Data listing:
━━━━

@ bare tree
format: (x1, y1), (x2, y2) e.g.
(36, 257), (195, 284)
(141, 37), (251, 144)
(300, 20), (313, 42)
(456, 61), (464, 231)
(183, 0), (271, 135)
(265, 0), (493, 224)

━━━━

Print every line of the records above verbatim, from the first line to the last.

@ bare tree
format: (x1, y1), (x2, y2) e.g.
(36, 257), (195, 284)
(141, 37), (251, 144)
(300, 20), (313, 42)
(456, 61), (464, 231)
(183, 0), (271, 135)
(265, 0), (493, 224)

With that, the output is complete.